*Textauszug*.
*****

Australien ist ein Land der Superlative. Die Palette der Möglichkeiten ist riesig: Mit dem Bulli drauflos fahren. Aktiv-Urlauben mit Wandern, Fahrrad fahren oder surfen. Partys feiern an Australiens Ostküste. Das Weltwunder Great Barrier Reef beim Tauchen, Schnorcheln oder einem Segeltörn erkunden. Berühmte Weinregionen und pulsierende Metropolen genießen oder am Ayers Rock die faszinierende Kultur der Ureinwohner kennenlernen.
Sogar Skifahren kann man in Australien. Drei Monate bei der Obsternte im Einsatz Das alles hat natürlich seinen Preis. Teure Fernreisen bleiben oft Träume. Junge Leute haben Glück, denn mit einem "Working Holiday"-Visum ist es möglich, diesen fernen Kontinent am anderen Ende der Welt zu besuchen.
Ein Jahr dürfen sich 18- bis 30-Jährige verschiedenster Nationalitäten in Australien aufhalten - Urlaub machen und arbeiten. Das Visum kann um ein weiteres Jahr verlängert werden, wenn man drei Monate lang "fruit picking" macht, also bei der Obsternte hilft. So hat auch die australische Wirtschaft etwas davon, denn es werden immer händeringend Helfer auf den unzähligen Plantagen und Farmen gesucht.
Der "Traveller" lernt Einheimische und Gleichgesinnte aus aller Welt kennen. Er wird Bananen, Kirschen und Weintrauben ernten oder Rinder zusammen treiben. Dies klingt nach Plackerei (was es auch ist). Aber es juckt auch in den Fingerspitzen, wenn man daran denkt, einmal richtig harte Arbeit auf dem Feld zu leisten, Cowboy zu spielen und an seine Grenzen zu gehen - und dabei womöglich sogar noch giftige Schlangen oder Spinnen aufzuscheuchen oder Kängurus im Nachbarfeld beim morgendlichen Boxkampf zu beobachten.

*****

*Deine Aufgaben*.
- 1) Wie lange muss man laut dem Text über Australien bei der Obsternte helfen, damit das Visum um ein weiteres Jahr verlängert wird?
- 2) Prüfe, ob diese Aussagen zum Text über Australien passen, und antworte jeweils mit Ja oder Nein samt den entscheidenden Worten als wörtliches Zitat.
(a) Das „Working Holiday“-Visum ist für Leute zwischen 18 und 30 Jahren gedacht.
(b) Skifahren kann man in Australien nicht.
(c) Die Arbeit auf dem Feld wird als leicht beschrieben.

*Datenzeilen*.
*****

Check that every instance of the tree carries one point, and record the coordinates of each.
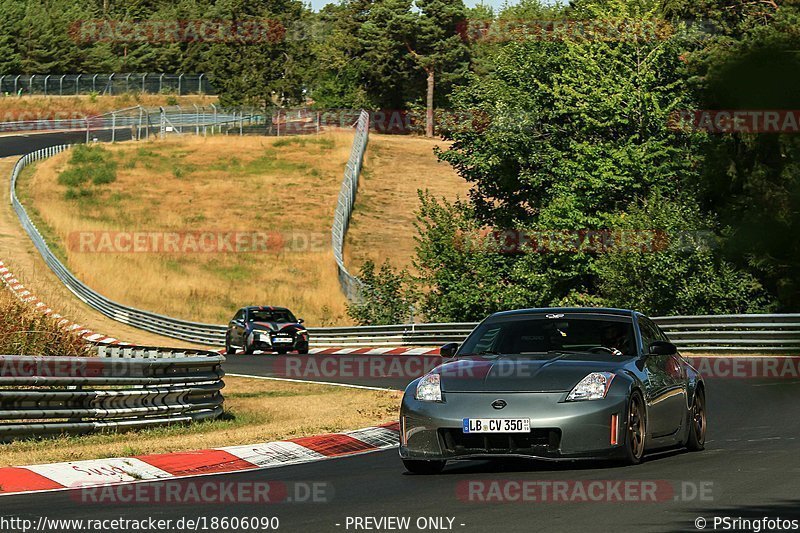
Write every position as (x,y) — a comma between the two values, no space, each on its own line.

*****

*Ergebnisse*.
- 1) Drei Monate lang.

- 2)
(a) Ja: „Ein Jahr dürfen sich 18- bis 30-Jährige verschiedenster Nationalitäten in Australien aufhalten“
(b) Nein: „Sogar Skifahren kann man in Australien.“
(c) Nein: „Dies klingt nach Plackerei (was es auch ist).“